## Text section
Although officials say that about four lakh migrant workers have returned to the State since the first week of May, unofficial estimates put the figure at around six lakh since thousands of them managed to return from neighbouring States during the initial weeks of the lockdown before the registration process to return began early May.

As the urban economy remains paralysed with the closure of hotels, restaurants and small enterprises and a slump in the tourism sector, farmers and poor people in rural interiors are struggling to eke out a living with the collapse of normal life.

Livelihood intervention package

After granting certain concessions to industries to resume operations, the government-announced a Rs.17,000 crore special livelihood intervention package to boost the rural economy by improving livelihoods. The package, which will be implemented between June 2020 and March 2021, is aimed at reviving the livelihoods of the rural population, including farmers, wage earners and migrant workers.

The funds will be used in agriculture, fisheries, animal resources development, forest and environment, cooperative, and handlooms and handicrafts sectors to generate employment opportunities. Chief Secretary Asit Kumar Tripathy said all the departments concerned would work towards implementing the new initiatives.

## Available data
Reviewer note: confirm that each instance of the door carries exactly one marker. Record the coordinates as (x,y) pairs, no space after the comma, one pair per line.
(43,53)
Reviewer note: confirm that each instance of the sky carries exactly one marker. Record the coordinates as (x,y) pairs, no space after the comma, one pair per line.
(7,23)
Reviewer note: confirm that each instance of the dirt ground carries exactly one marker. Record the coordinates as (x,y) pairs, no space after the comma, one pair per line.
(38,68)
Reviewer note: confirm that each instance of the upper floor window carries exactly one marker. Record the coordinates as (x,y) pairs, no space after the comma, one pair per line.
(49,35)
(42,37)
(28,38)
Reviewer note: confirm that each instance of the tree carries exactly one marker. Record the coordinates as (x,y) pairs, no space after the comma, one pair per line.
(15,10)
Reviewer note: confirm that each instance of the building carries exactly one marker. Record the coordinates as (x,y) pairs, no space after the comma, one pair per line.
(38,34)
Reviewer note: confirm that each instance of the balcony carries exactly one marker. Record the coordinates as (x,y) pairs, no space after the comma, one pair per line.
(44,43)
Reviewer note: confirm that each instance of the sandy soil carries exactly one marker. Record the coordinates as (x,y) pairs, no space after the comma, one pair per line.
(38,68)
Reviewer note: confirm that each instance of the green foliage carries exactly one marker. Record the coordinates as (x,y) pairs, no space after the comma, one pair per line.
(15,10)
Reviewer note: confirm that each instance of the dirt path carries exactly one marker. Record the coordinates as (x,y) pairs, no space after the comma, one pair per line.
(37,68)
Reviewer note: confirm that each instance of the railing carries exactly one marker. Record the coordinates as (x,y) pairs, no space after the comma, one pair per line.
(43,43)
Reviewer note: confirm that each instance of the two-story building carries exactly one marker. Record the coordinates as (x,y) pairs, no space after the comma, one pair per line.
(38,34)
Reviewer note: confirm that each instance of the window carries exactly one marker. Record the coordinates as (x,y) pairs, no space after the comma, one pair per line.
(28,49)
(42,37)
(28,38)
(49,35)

## What the task asks
Output the part of the passage on the livelihood package between "After granting certain" and "the new initiatives.", inclusive. The lines after the passage on the livelihood package are separate material unrelated to it.

## Reply to the task
After granting certain concessions to industries to resume operations, the government-announced a Rs.17,000 crore special livelihood intervention package to boost the rural economy by improving livelihoods. The package, which will be implemented between June 2020 and March 2021, is aimed at reviving the livelihoods of the rural population, including farmers, wage earners and migrant workers.

The funds will be used in agriculture, fisheries, animal resources development, forest and environment, cooperative, and handlooms and handicrafts sectors to generate employment opportunities. Chief Secretary Asit Kumar Tripathy said all the departments concerned would work towards implementing the new initiatives.